== TASK BRIEF ==
Find the line that contains "Pin the dark storm". Repeat that line and all lines following it, exactly, through the end of the listing below.

------------------------------------------------------------

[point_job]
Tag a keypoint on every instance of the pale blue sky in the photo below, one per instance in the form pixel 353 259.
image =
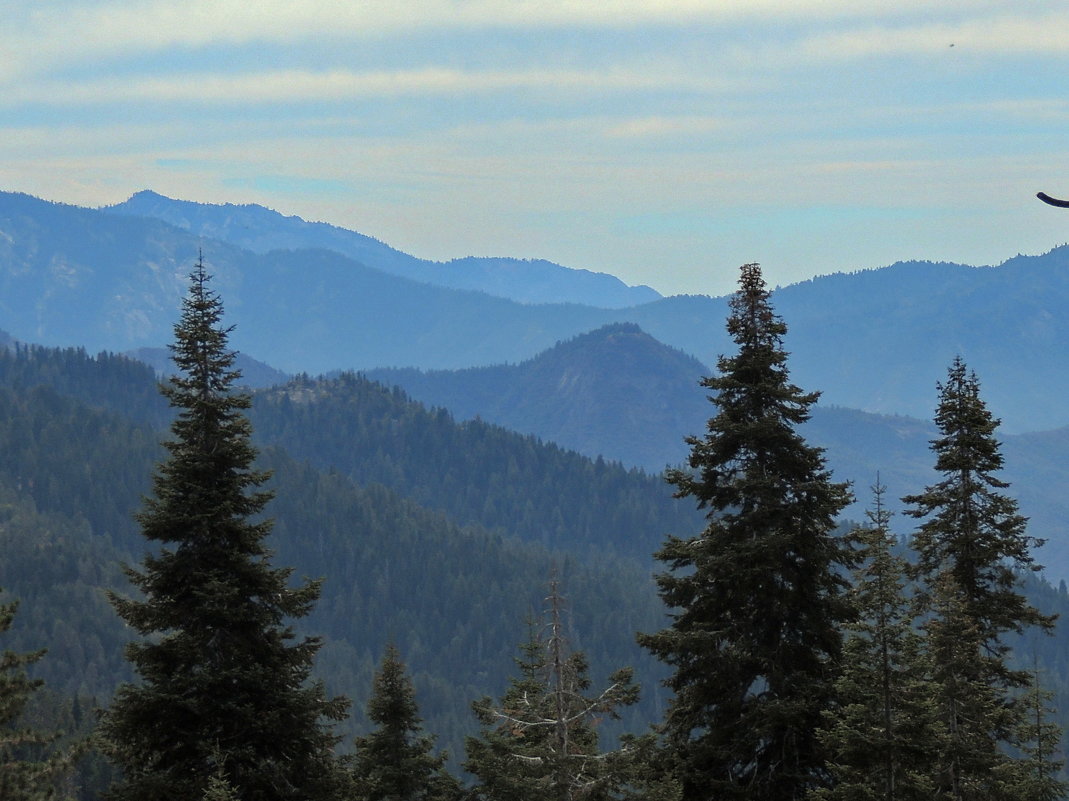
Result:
pixel 665 142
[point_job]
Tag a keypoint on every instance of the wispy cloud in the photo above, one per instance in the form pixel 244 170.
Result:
pixel 290 86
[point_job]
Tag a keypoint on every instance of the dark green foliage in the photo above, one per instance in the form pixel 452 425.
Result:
pixel 476 473
pixel 883 734
pixel 540 742
pixel 29 760
pixel 394 763
pixel 971 528
pixel 970 547
pixel 758 597
pixel 223 693
pixel 1040 740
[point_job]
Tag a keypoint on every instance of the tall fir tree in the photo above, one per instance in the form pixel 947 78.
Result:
pixel 758 597
pixel 540 742
pixel 883 733
pixel 970 547
pixel 394 763
pixel 29 760
pixel 226 699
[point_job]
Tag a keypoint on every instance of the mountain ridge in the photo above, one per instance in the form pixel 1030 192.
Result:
pixel 261 230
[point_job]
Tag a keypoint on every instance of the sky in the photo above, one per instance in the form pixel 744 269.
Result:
pixel 665 142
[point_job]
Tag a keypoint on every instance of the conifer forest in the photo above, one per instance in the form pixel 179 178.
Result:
pixel 323 590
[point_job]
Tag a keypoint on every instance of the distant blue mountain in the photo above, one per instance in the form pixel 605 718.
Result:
pixel 261 230
pixel 877 340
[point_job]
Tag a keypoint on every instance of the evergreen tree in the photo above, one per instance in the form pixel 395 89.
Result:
pixel 758 596
pixel 970 547
pixel 394 761
pixel 29 764
pixel 225 694
pixel 1040 741
pixel 540 743
pixel 883 733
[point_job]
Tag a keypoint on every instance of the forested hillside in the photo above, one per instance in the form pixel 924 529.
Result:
pixel 448 576
pixel 453 597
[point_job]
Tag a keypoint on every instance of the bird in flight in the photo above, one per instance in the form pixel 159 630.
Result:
pixel 1052 201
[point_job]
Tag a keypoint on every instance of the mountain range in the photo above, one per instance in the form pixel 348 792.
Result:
pixel 490 444
pixel 262 230
pixel 878 340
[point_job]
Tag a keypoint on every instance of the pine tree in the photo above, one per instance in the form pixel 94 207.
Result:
pixel 1040 741
pixel 225 695
pixel 758 596
pixel 970 547
pixel 540 742
pixel 29 763
pixel 883 732
pixel 394 761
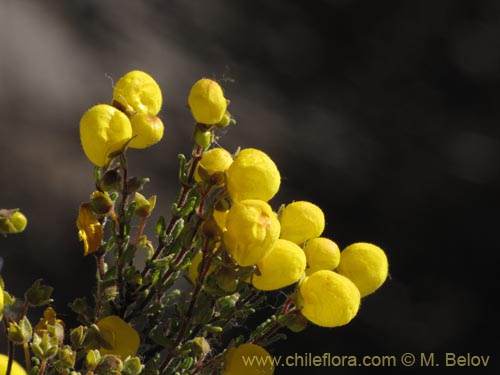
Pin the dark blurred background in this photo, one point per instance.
(384, 113)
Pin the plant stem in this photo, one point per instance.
(11, 357)
(121, 219)
(43, 366)
(27, 358)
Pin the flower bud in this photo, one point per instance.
(77, 337)
(203, 138)
(104, 130)
(329, 299)
(251, 231)
(227, 279)
(132, 366)
(207, 102)
(213, 161)
(200, 346)
(321, 254)
(17, 369)
(282, 266)
(111, 180)
(146, 130)
(100, 203)
(20, 333)
(67, 357)
(252, 175)
(301, 221)
(365, 265)
(143, 206)
(138, 92)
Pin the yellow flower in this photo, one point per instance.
(1, 301)
(322, 254)
(17, 369)
(252, 175)
(220, 218)
(300, 221)
(104, 130)
(213, 161)
(89, 230)
(207, 102)
(329, 299)
(12, 221)
(146, 130)
(123, 339)
(282, 266)
(251, 230)
(248, 359)
(138, 92)
(365, 265)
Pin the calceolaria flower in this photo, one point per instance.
(104, 130)
(17, 369)
(123, 340)
(146, 130)
(329, 299)
(283, 265)
(252, 175)
(213, 161)
(322, 254)
(207, 102)
(248, 359)
(12, 221)
(251, 231)
(89, 229)
(138, 92)
(365, 265)
(301, 221)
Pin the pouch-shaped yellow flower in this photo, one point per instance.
(365, 265)
(138, 92)
(207, 102)
(12, 222)
(89, 229)
(103, 131)
(252, 175)
(248, 359)
(17, 369)
(329, 299)
(213, 161)
(123, 339)
(282, 266)
(146, 130)
(251, 231)
(322, 254)
(301, 221)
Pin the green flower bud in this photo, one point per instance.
(109, 365)
(111, 180)
(203, 138)
(132, 366)
(100, 203)
(77, 337)
(200, 347)
(93, 358)
(143, 206)
(20, 333)
(67, 357)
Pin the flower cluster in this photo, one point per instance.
(222, 235)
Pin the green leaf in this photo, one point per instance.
(38, 294)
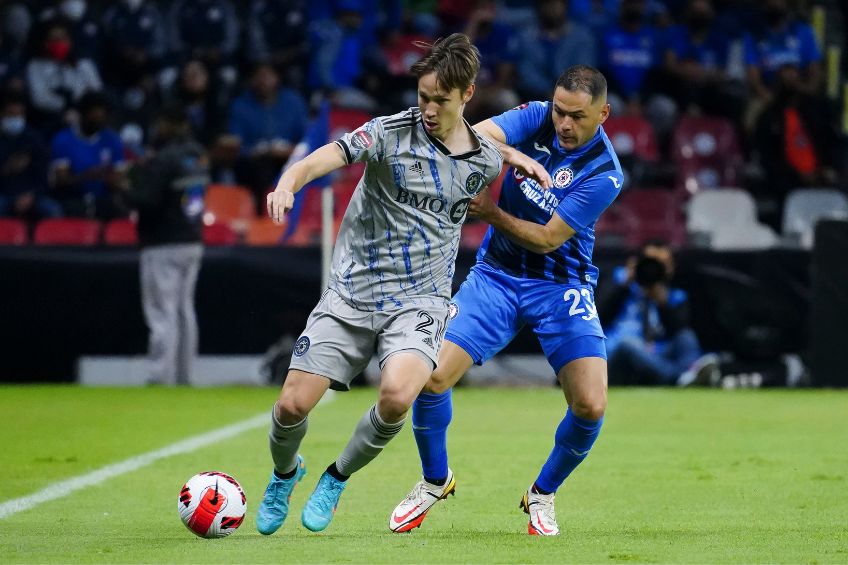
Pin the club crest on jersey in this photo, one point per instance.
(563, 177)
(457, 211)
(474, 182)
(361, 140)
(301, 346)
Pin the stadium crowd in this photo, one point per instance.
(81, 81)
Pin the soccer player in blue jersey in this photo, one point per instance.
(533, 268)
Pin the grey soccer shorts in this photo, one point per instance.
(339, 340)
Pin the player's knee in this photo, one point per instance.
(394, 404)
(291, 409)
(440, 381)
(590, 408)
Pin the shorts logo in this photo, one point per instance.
(301, 346)
(457, 211)
(361, 140)
(563, 177)
(474, 182)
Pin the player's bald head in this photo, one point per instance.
(582, 78)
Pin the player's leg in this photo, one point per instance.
(584, 382)
(187, 352)
(483, 319)
(404, 374)
(335, 345)
(568, 329)
(299, 395)
(160, 302)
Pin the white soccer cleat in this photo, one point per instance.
(540, 507)
(411, 511)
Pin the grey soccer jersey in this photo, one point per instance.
(400, 234)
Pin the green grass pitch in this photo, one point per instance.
(677, 476)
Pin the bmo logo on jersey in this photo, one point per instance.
(435, 205)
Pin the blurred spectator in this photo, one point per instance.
(56, 77)
(346, 61)
(16, 25)
(782, 40)
(277, 32)
(10, 66)
(168, 192)
(135, 37)
(198, 93)
(268, 121)
(795, 140)
(552, 43)
(206, 31)
(23, 166)
(87, 163)
(421, 16)
(498, 52)
(696, 60)
(646, 321)
(631, 54)
(84, 28)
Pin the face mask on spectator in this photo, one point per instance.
(12, 125)
(58, 49)
(73, 9)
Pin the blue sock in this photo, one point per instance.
(431, 416)
(573, 440)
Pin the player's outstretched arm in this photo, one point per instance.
(323, 160)
(524, 164)
(534, 237)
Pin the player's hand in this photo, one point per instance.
(530, 167)
(279, 202)
(482, 207)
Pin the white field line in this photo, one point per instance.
(64, 488)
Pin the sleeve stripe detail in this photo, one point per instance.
(343, 145)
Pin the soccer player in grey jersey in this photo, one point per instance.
(391, 277)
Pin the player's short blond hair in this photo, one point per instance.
(454, 59)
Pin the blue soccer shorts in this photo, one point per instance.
(492, 306)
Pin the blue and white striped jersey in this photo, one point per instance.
(586, 181)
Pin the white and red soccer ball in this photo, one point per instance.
(212, 504)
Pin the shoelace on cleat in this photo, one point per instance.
(326, 498)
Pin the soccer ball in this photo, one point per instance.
(212, 504)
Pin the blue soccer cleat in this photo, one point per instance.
(322, 503)
(275, 503)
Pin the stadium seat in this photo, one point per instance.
(402, 52)
(67, 231)
(13, 232)
(263, 231)
(636, 146)
(726, 218)
(743, 237)
(632, 135)
(120, 231)
(230, 204)
(651, 204)
(706, 152)
(806, 206)
(219, 234)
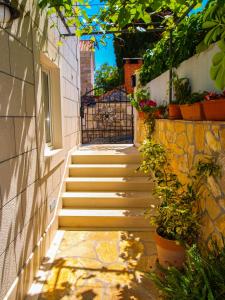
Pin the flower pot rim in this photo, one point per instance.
(214, 100)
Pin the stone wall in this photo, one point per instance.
(30, 172)
(187, 142)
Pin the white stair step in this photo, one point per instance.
(108, 184)
(104, 158)
(104, 170)
(77, 218)
(108, 199)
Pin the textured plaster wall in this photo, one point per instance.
(30, 178)
(187, 142)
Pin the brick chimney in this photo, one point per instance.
(130, 66)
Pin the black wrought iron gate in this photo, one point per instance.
(107, 119)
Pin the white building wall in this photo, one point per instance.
(196, 68)
(30, 177)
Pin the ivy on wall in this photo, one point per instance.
(185, 39)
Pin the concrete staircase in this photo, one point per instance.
(104, 191)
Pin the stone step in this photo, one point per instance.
(105, 158)
(103, 218)
(121, 199)
(104, 170)
(108, 184)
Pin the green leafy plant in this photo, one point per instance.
(182, 88)
(203, 276)
(186, 36)
(178, 216)
(142, 102)
(214, 22)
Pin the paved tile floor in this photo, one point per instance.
(101, 266)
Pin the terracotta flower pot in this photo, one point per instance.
(214, 110)
(170, 253)
(192, 112)
(174, 112)
(142, 115)
(158, 114)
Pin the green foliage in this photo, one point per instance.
(114, 15)
(203, 276)
(182, 88)
(186, 36)
(106, 78)
(214, 21)
(177, 216)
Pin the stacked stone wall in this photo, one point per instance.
(187, 142)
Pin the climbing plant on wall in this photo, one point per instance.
(185, 39)
(115, 14)
(214, 21)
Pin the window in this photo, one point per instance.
(51, 103)
(46, 96)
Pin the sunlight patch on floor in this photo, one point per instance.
(99, 265)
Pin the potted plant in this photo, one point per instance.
(214, 106)
(142, 102)
(177, 217)
(203, 275)
(174, 112)
(182, 91)
(192, 109)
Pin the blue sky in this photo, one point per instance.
(105, 54)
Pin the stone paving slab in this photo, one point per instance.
(100, 265)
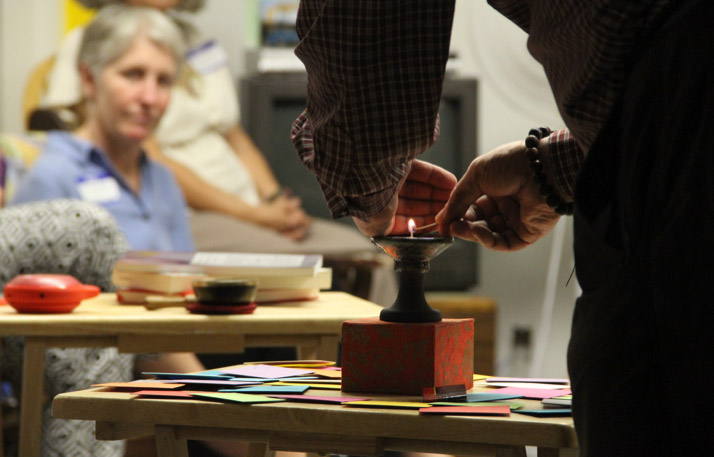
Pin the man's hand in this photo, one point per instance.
(497, 204)
(420, 196)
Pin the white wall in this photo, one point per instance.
(513, 97)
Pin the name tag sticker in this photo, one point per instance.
(98, 188)
(207, 57)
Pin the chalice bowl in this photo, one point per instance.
(411, 255)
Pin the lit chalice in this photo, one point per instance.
(411, 256)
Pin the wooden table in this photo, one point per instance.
(315, 327)
(321, 428)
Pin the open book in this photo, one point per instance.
(246, 265)
(178, 282)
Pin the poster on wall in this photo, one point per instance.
(277, 23)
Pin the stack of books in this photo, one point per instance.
(145, 277)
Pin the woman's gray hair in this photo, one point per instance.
(114, 29)
(185, 5)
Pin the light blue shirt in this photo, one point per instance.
(69, 167)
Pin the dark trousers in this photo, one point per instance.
(641, 348)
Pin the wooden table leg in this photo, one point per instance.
(168, 444)
(33, 382)
(259, 450)
(2, 429)
(555, 452)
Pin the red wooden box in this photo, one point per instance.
(387, 357)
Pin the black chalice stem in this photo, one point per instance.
(411, 261)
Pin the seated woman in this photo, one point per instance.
(128, 61)
(238, 203)
(127, 82)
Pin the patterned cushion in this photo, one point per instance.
(81, 239)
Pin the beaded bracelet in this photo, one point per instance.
(546, 190)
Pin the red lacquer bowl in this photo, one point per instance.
(47, 293)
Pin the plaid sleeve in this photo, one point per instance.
(375, 74)
(567, 158)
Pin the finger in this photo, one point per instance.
(433, 175)
(484, 234)
(423, 191)
(418, 208)
(466, 192)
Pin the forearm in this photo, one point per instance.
(565, 160)
(373, 103)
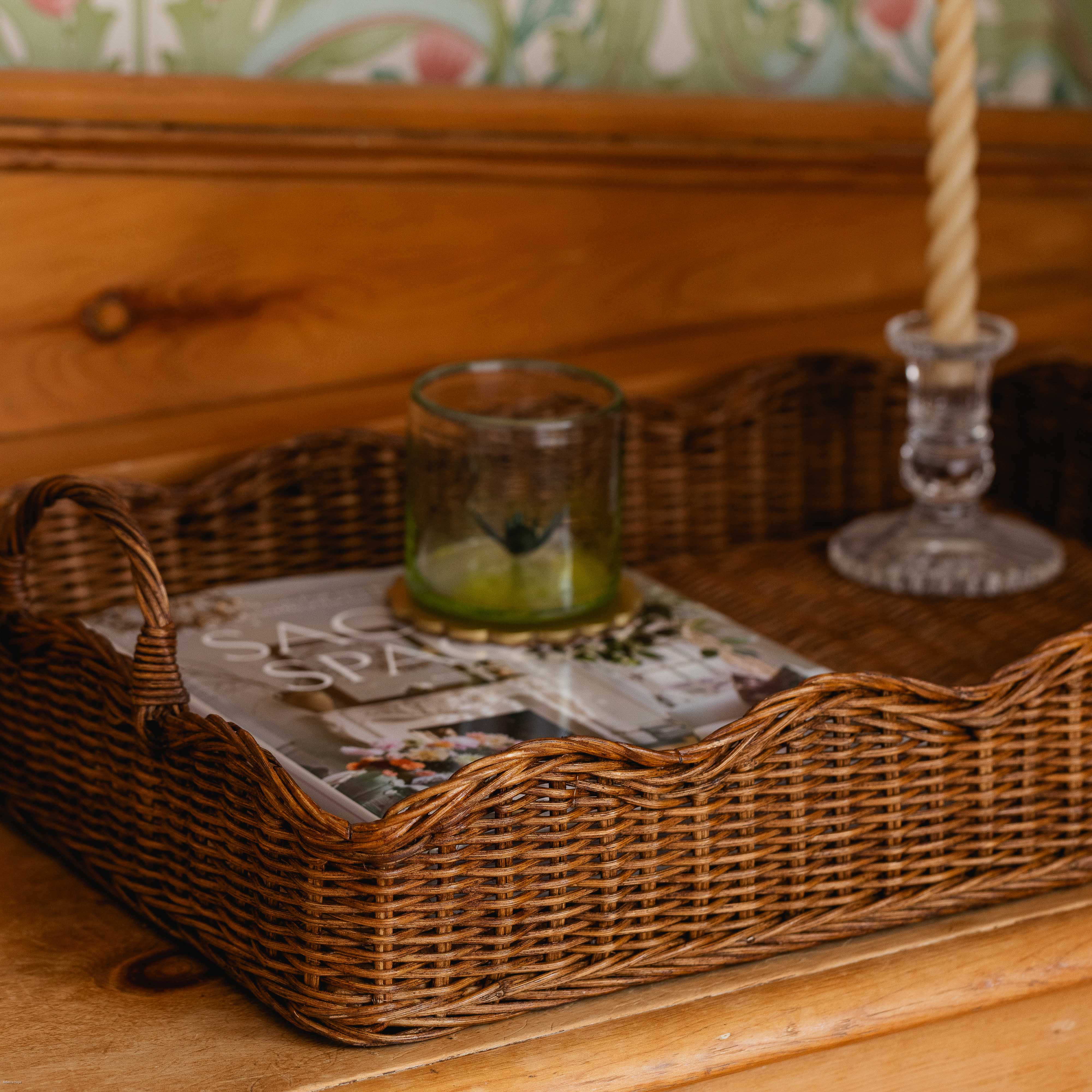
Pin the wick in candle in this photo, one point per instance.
(953, 295)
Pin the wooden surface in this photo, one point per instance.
(264, 259)
(993, 1000)
(92, 1001)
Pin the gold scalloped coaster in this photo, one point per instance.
(623, 611)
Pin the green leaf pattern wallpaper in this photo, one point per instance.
(1034, 53)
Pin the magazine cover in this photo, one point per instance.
(363, 710)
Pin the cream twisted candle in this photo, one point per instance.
(953, 295)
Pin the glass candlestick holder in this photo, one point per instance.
(945, 544)
(514, 498)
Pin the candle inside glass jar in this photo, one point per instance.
(514, 494)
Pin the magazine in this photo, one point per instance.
(363, 710)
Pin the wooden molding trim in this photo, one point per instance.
(198, 266)
(184, 125)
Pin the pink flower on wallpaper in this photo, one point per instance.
(894, 16)
(443, 57)
(56, 9)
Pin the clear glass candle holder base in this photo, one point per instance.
(920, 552)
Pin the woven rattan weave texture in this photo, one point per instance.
(564, 868)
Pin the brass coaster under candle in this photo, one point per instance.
(622, 611)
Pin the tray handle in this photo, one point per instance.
(157, 682)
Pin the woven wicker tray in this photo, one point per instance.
(556, 871)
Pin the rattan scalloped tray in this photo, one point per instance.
(560, 870)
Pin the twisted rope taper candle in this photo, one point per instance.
(953, 295)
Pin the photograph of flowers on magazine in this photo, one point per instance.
(364, 711)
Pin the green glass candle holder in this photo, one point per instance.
(514, 492)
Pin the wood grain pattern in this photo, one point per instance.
(290, 257)
(960, 982)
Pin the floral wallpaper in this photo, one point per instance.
(1034, 53)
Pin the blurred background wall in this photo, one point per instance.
(1034, 53)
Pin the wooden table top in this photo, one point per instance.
(93, 1000)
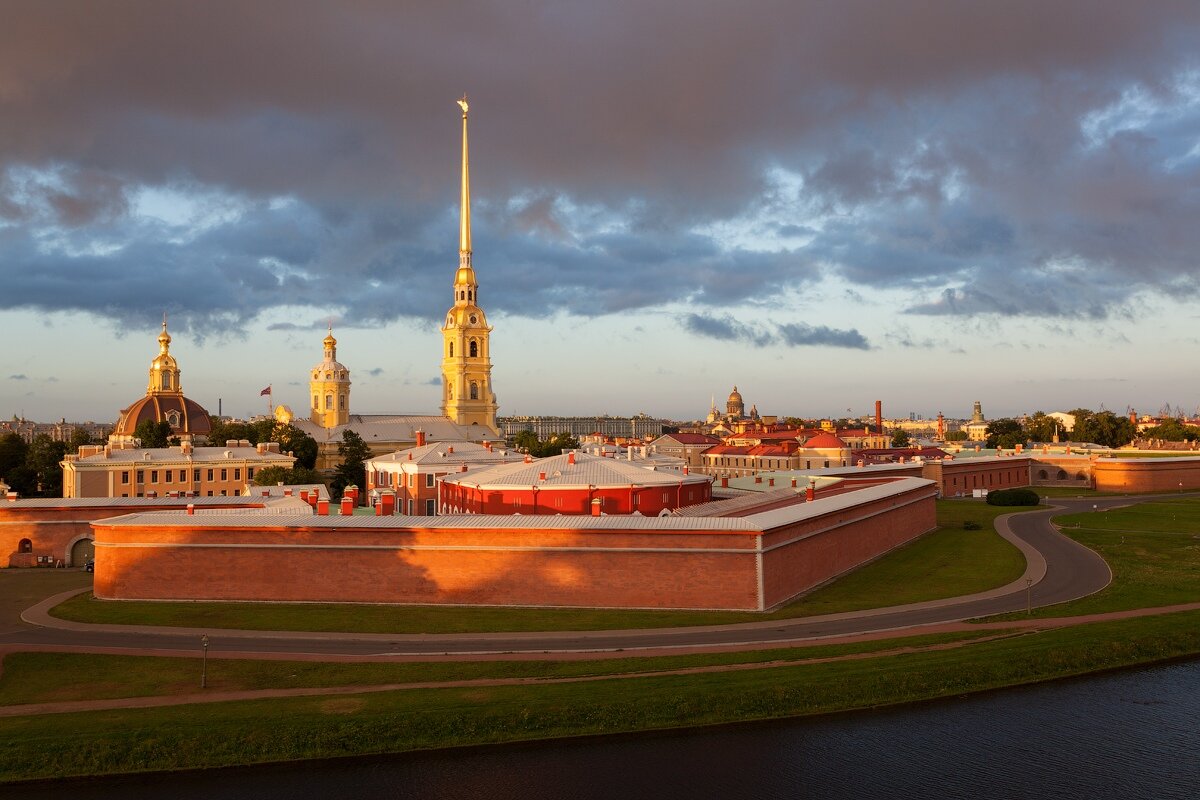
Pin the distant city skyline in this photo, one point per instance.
(928, 204)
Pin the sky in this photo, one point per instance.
(928, 203)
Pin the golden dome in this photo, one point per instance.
(465, 275)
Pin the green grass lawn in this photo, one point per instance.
(946, 563)
(319, 727)
(53, 677)
(1153, 549)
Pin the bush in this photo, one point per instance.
(1013, 498)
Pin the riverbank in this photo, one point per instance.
(223, 734)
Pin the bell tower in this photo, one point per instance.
(330, 388)
(467, 396)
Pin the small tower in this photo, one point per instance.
(467, 396)
(330, 388)
(163, 370)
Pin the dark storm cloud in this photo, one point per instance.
(990, 158)
(801, 335)
(729, 329)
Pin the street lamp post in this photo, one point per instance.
(204, 661)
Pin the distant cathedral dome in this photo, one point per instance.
(165, 401)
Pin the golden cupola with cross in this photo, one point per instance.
(467, 396)
(330, 388)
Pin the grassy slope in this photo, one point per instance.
(234, 733)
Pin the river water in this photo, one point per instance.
(1131, 734)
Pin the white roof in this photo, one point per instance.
(177, 456)
(439, 452)
(753, 523)
(559, 471)
(397, 427)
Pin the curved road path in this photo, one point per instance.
(1057, 570)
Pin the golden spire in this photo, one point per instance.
(465, 211)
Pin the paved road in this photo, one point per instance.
(1057, 570)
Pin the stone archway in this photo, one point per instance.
(81, 551)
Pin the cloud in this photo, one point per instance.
(729, 329)
(985, 158)
(801, 335)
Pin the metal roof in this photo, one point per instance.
(108, 503)
(561, 473)
(753, 523)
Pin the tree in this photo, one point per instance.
(45, 459)
(1171, 429)
(1041, 427)
(352, 470)
(19, 477)
(1104, 428)
(1005, 433)
(298, 443)
(153, 434)
(294, 476)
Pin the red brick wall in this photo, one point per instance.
(598, 569)
(811, 552)
(53, 530)
(531, 566)
(1146, 474)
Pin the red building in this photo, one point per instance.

------------------------------------------------------------

== ANSWER IN FULL ==
Pin the dark storm cloud in this photo, one point per instance.
(990, 158)
(801, 335)
(729, 329)
Pin the street lamp post in this photo, one point per instance.
(204, 661)
Pin the distant cathedral dome in this photo, one point per instance.
(165, 401)
Pin the golden cupola with cross in this photo, one point per instance.
(467, 396)
(330, 388)
Pin the grassy slope in this photo, one point per instance.
(234, 733)
Pin the river water in this photo, one point per instance.
(1131, 734)
Pin the white roof in this photo, one point per instance.
(177, 456)
(439, 452)
(753, 523)
(559, 471)
(397, 427)
Pin the curved road path in this photo, one point per instance.
(1057, 570)
Pin the golden spire in this photo, one point per instance.
(465, 211)
Pin the paved road in this photo, one point per instance.
(1057, 570)
Pin the stone archway in this photo, one point per instance.
(81, 551)
Pin the cloud in this photo, one point per instance.
(729, 329)
(985, 158)
(801, 335)
Pin the metal roof in this photo, one point per instance.
(108, 503)
(561, 473)
(753, 523)
Pin the tree in this photo, one point per instance.
(45, 459)
(1171, 429)
(1041, 427)
(352, 470)
(19, 477)
(1104, 428)
(1005, 433)
(298, 443)
(153, 434)
(294, 476)
Pin the red brick wall in this photo, one point per instance.
(598, 569)
(811, 552)
(53, 530)
(531, 566)
(1146, 474)
Pin the red building in this photo, one point per instance.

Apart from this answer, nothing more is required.